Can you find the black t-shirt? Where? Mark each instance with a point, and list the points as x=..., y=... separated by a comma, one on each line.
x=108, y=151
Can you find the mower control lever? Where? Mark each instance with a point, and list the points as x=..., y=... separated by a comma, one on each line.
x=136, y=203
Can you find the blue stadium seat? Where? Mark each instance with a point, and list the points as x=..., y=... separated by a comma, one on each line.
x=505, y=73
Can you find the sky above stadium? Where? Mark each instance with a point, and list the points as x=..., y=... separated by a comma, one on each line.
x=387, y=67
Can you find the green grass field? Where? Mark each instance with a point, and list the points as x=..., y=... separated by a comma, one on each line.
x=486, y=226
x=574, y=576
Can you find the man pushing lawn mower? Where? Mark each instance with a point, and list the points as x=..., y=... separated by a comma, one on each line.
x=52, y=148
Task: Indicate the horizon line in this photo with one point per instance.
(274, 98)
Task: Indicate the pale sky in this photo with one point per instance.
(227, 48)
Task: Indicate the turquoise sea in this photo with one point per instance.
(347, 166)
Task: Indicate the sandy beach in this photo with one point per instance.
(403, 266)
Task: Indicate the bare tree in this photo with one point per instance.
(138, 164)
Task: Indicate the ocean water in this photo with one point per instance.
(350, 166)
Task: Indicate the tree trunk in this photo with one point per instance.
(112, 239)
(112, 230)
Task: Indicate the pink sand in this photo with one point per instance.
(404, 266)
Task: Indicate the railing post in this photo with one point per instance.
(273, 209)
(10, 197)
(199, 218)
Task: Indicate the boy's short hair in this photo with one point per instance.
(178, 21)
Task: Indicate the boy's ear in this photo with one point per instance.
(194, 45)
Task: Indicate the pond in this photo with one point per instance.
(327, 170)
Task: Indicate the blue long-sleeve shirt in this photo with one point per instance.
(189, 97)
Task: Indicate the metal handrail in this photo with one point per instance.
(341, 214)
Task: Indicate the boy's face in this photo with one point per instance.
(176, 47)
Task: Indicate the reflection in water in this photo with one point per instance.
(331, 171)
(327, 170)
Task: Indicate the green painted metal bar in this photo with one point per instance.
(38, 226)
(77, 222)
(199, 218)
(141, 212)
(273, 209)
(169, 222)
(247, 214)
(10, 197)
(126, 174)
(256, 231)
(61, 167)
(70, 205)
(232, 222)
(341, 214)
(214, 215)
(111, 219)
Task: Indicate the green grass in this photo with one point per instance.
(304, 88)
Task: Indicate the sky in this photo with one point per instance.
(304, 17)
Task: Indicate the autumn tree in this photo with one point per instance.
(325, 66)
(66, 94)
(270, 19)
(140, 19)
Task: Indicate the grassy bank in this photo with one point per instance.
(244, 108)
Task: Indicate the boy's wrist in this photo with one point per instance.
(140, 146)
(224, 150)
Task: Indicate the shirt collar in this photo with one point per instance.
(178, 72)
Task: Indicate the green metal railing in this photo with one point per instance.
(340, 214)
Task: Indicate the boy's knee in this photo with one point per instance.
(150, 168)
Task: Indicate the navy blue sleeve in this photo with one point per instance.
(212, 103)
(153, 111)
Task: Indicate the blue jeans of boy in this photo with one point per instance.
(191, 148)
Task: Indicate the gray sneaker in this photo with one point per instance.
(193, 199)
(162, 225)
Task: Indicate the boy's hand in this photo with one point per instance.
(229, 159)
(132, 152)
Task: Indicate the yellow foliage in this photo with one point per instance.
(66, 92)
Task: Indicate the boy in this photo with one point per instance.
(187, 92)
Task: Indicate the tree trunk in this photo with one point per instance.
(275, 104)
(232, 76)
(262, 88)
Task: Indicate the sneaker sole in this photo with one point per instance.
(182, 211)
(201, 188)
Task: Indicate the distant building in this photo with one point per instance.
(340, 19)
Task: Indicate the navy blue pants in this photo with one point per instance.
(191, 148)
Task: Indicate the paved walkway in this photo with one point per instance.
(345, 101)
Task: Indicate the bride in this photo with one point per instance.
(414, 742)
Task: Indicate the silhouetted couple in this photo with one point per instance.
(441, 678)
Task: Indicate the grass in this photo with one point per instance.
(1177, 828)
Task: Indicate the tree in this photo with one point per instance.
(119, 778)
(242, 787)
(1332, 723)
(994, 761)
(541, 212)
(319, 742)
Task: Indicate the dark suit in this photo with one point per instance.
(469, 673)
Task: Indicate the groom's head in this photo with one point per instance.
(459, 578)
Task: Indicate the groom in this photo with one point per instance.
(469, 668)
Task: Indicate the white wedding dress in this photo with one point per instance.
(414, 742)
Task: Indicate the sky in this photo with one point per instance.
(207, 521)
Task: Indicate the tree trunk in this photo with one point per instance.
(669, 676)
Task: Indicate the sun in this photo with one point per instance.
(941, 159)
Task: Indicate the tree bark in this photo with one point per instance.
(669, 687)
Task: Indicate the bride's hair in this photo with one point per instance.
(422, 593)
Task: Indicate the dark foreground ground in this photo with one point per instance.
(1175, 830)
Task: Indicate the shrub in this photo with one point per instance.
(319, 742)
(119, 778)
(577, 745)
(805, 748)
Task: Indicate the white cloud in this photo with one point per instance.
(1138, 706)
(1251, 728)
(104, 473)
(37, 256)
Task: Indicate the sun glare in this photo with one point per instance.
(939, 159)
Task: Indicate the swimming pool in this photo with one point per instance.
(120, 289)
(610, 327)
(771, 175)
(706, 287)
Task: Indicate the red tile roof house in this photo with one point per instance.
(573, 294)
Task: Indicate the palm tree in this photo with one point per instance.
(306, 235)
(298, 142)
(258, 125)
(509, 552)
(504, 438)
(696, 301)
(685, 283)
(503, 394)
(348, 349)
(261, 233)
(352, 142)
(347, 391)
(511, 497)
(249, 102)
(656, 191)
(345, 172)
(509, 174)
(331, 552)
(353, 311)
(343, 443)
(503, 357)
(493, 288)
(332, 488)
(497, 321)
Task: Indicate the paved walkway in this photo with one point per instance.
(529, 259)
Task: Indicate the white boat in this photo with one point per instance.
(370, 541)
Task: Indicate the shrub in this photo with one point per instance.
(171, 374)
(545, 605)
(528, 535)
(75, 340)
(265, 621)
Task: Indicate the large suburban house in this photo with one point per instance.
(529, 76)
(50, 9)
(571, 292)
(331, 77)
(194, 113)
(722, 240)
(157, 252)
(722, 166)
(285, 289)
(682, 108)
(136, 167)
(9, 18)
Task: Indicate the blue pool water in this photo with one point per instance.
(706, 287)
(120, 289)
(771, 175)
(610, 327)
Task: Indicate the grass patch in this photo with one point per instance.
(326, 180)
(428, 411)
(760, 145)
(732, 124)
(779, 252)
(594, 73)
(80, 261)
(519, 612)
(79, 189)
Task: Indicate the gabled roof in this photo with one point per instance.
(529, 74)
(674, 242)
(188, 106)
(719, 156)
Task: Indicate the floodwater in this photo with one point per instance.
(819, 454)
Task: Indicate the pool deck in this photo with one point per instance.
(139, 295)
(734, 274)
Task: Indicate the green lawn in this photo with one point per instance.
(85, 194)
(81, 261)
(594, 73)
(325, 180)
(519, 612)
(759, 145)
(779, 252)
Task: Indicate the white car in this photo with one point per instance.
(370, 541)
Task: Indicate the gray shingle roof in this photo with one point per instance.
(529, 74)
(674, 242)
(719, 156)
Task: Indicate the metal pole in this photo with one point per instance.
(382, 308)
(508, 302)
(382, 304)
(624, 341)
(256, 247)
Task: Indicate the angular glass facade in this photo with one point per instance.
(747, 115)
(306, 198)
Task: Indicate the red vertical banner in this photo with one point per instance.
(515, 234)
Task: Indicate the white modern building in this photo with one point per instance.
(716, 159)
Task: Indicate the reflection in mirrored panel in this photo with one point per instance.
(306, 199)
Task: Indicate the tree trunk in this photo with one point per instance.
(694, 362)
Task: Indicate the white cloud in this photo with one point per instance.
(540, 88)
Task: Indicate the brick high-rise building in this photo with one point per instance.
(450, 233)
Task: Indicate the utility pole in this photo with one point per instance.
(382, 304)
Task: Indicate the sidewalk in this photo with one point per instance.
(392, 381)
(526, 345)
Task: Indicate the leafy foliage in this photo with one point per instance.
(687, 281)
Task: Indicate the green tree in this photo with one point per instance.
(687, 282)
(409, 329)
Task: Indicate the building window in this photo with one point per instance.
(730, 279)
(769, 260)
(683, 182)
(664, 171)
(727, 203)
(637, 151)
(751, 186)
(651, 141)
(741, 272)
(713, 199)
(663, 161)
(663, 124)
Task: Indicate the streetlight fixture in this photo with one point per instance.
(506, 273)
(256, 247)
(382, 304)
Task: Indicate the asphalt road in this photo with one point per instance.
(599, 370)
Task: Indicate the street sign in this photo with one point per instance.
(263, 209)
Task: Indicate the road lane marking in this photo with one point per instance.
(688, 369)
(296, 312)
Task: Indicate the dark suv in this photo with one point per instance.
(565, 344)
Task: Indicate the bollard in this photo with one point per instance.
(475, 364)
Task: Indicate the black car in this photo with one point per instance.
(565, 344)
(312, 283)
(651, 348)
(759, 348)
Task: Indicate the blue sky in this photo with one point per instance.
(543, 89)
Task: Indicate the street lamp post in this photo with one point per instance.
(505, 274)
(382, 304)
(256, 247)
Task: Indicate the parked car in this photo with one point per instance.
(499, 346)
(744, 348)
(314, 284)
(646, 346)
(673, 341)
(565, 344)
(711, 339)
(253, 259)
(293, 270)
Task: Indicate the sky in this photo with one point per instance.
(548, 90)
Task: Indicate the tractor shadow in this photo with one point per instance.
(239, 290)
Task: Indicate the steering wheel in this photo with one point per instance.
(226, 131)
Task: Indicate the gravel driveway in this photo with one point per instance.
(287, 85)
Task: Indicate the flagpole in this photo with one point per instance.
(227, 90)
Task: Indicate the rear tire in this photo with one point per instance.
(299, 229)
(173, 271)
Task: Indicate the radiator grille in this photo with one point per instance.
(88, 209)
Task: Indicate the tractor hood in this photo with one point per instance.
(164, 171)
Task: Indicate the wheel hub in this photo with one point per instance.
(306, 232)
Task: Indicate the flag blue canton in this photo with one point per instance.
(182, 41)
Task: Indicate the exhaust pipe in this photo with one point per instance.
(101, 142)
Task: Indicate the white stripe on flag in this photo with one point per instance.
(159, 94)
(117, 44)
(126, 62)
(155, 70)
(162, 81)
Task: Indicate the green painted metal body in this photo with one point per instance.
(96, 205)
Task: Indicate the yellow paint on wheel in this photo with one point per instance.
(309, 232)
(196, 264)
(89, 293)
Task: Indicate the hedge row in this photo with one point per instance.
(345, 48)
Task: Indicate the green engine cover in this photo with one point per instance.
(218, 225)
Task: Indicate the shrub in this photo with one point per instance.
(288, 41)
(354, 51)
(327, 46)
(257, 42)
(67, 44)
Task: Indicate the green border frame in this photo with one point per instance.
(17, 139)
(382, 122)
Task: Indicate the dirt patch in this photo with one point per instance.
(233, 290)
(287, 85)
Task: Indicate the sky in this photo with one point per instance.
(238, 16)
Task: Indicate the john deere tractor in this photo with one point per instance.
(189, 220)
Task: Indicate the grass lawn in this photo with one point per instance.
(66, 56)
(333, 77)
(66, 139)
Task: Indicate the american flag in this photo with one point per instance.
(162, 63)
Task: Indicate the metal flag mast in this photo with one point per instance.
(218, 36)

What to work on:
The expected answer is the lines from the one containing "Task: Indicate the white stripe" through the end of the material, reproduced exactly with both ends kept.

Your solution:
Task: Indicate the white stripe on flag in this photo with one point per instance.
(159, 94)
(117, 44)
(126, 62)
(155, 70)
(162, 81)
Task: Indicate the green painted metal body in this photo with one point per instance.
(96, 205)
Task: Indicate the yellow paint on wheel in this photo with one point per instance.
(309, 232)
(196, 264)
(89, 293)
Task: Indicate the hedge row in this photo with one point per instance.
(345, 48)
Task: Indicate the green engine cover in this photo with one point per instance.
(218, 225)
Task: Indicate the shrub in this photo with one point per instance.
(288, 41)
(354, 51)
(327, 46)
(257, 42)
(67, 44)
Task: Indicate the green border frame in this photo with one point per instance.
(17, 139)
(382, 122)
Task: Indicate the dirt patch in this photo with one point per instance.
(233, 290)
(287, 85)
Task: Indicate the sky in this photo with one point per instance.
(238, 16)
Task: Indicate the john deere tractor in this photo with one point per instance.
(189, 220)
Task: Indicate the grass lawn in this photo with one point per instance.
(66, 56)
(333, 77)
(66, 139)
Task: Indicate the american flag in this photo with one point per instance.
(162, 63)
Task: Indicate the metal flag mast in this photo with one point per instance.
(218, 36)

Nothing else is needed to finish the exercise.